### What you need to do
Select from the data all lines with the word "purple".

[Natural-language object grounding data]
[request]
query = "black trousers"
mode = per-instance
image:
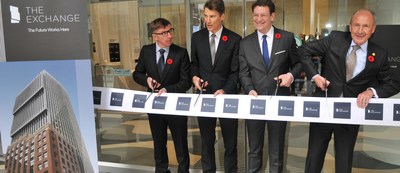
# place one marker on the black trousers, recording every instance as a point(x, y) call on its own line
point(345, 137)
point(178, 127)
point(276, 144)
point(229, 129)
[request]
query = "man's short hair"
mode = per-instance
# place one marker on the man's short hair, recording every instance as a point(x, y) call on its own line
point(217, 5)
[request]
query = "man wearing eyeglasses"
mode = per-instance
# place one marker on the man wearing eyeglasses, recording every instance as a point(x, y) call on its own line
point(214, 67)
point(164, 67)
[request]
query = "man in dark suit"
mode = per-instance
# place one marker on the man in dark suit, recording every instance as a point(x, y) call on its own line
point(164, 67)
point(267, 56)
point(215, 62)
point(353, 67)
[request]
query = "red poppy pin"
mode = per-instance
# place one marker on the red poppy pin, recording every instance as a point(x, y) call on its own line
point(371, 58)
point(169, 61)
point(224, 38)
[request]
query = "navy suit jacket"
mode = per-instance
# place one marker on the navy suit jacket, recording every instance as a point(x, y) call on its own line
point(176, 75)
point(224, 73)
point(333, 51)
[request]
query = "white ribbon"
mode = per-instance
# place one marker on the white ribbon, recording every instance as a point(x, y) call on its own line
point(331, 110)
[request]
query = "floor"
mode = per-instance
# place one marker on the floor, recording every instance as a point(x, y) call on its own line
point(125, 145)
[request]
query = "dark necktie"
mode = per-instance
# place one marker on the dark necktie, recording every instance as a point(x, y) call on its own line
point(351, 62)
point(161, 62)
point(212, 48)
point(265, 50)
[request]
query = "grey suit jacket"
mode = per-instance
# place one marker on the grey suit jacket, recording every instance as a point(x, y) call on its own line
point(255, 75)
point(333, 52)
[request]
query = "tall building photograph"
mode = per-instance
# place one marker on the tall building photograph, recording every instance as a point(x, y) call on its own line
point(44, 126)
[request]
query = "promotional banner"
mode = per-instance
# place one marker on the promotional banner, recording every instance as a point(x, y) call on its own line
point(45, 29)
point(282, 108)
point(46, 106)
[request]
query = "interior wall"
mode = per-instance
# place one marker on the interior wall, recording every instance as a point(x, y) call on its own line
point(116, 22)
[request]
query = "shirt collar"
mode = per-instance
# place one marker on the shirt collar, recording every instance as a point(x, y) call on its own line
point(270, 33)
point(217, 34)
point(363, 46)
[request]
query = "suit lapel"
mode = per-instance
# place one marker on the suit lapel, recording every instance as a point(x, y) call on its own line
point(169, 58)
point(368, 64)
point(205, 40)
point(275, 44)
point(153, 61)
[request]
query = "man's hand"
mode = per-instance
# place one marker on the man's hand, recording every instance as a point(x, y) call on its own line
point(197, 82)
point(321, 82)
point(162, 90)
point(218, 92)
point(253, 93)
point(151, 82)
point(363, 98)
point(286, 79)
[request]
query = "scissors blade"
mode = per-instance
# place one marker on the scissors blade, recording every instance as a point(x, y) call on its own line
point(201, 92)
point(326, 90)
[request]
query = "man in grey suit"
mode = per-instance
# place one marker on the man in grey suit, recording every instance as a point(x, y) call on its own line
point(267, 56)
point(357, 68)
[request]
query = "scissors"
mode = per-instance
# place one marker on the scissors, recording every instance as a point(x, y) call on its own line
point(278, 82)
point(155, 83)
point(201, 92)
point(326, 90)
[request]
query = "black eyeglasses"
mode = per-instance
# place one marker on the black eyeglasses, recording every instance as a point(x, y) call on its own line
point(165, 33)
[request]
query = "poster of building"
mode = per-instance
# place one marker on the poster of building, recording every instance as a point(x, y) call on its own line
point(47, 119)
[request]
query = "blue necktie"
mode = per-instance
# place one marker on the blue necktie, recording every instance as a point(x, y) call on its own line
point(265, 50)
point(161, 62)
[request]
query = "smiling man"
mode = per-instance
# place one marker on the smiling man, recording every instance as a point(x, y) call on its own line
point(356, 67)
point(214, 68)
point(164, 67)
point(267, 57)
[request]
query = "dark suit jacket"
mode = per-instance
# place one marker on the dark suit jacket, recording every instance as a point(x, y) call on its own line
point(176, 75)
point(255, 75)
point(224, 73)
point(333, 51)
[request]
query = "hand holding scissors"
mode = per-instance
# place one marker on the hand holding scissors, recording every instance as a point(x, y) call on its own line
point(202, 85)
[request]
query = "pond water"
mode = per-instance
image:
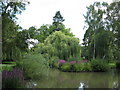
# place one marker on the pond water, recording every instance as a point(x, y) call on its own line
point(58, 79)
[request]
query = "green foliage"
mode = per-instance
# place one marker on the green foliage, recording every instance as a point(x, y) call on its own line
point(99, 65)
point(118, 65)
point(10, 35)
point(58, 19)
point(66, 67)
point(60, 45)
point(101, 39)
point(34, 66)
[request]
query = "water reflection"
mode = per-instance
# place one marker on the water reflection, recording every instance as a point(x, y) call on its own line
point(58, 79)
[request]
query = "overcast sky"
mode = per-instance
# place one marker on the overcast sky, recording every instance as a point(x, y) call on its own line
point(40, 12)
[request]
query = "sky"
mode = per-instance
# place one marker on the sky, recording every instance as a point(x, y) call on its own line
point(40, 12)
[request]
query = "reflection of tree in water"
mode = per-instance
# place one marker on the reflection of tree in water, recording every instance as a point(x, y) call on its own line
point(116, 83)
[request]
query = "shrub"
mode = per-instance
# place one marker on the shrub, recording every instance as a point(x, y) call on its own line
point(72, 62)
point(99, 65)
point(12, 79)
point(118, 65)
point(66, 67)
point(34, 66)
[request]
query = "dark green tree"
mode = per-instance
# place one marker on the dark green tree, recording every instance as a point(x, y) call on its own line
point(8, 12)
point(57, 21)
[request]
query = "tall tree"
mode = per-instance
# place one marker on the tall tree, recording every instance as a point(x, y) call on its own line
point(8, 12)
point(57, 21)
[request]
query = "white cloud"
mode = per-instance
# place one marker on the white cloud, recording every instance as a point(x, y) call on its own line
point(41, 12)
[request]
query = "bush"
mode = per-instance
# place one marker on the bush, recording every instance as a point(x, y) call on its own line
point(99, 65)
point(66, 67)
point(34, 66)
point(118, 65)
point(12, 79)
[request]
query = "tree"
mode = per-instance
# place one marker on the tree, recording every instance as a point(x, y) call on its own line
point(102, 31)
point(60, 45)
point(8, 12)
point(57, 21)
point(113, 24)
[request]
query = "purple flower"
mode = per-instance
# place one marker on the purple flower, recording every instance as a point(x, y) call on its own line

==

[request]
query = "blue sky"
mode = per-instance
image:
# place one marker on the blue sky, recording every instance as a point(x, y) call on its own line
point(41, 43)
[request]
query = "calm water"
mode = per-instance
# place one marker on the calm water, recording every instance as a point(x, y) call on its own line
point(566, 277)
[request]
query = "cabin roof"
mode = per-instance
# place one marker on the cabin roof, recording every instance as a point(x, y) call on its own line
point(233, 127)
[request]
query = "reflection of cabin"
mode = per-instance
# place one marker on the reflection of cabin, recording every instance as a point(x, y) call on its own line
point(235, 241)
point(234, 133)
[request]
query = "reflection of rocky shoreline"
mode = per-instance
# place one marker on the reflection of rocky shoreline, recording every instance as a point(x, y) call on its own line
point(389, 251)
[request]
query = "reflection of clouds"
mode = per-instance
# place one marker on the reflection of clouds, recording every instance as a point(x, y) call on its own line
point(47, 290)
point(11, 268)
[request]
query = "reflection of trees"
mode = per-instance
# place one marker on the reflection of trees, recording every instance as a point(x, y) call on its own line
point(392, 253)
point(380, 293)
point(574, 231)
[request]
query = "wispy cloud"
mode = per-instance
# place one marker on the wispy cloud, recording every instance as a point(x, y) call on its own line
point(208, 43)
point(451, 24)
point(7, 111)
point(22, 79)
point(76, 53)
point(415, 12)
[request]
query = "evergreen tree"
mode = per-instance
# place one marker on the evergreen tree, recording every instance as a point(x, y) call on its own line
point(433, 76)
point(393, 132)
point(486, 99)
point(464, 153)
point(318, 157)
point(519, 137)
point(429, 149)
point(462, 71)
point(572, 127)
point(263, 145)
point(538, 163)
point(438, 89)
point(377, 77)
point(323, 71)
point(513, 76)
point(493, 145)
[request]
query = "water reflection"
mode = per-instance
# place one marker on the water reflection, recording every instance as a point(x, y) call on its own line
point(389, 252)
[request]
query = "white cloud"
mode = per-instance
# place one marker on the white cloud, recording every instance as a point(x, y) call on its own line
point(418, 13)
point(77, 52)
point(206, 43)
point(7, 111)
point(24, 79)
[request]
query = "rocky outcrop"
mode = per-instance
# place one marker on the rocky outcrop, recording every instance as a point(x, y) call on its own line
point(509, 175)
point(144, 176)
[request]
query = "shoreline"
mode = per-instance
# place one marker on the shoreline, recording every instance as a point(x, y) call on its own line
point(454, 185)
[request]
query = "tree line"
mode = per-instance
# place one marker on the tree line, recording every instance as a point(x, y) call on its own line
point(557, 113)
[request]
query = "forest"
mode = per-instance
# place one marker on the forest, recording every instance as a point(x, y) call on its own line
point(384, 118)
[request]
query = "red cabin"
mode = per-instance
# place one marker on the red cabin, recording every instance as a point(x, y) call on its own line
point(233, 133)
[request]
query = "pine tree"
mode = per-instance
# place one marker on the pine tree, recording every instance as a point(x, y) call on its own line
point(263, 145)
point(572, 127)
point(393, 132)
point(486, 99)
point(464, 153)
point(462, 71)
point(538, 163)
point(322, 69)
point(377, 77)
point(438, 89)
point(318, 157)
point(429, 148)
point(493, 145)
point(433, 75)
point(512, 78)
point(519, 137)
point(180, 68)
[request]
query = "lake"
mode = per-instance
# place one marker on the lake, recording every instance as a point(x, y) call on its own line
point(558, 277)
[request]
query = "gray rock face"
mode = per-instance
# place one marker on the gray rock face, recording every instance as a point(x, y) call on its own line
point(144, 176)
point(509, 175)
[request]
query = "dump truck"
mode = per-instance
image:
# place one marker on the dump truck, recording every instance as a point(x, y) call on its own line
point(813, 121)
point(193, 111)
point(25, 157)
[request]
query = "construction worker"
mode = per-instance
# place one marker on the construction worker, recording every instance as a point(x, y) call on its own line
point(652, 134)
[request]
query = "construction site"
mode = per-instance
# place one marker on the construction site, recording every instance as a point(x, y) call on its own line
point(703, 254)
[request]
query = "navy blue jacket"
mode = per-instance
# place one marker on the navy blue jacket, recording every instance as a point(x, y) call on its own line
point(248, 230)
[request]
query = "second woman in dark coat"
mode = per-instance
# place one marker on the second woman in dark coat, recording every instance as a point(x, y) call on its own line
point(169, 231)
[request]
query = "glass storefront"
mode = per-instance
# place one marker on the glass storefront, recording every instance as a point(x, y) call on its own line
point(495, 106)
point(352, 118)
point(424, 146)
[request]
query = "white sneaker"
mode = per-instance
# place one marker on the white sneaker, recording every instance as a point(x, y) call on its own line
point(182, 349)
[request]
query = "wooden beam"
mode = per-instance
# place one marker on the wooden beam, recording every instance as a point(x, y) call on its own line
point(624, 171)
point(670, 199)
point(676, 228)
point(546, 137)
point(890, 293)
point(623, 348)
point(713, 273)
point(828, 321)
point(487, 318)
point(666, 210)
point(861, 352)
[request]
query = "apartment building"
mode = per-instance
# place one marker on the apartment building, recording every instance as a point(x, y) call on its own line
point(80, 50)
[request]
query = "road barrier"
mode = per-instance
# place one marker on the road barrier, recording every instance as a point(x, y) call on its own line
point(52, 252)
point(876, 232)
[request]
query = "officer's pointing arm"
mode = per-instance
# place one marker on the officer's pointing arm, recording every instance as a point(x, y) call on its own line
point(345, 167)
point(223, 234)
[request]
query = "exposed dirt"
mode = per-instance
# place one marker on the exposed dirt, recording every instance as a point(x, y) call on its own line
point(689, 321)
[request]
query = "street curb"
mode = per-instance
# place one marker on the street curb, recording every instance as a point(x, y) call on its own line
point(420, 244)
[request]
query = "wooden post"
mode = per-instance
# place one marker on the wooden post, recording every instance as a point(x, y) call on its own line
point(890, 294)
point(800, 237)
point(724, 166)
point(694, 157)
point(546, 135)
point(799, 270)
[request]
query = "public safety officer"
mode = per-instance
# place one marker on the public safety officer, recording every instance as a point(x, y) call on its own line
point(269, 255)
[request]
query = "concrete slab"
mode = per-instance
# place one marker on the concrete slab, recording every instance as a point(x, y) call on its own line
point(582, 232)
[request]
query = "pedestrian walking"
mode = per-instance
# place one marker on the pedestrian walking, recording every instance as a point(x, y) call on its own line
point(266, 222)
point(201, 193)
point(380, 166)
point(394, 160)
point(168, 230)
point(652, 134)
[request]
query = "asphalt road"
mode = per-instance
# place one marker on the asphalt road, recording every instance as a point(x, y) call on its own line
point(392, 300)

### Result below
query = "purple flower"
# place one marker on the purple flower, recording every instance as a point(x, y) call on its own line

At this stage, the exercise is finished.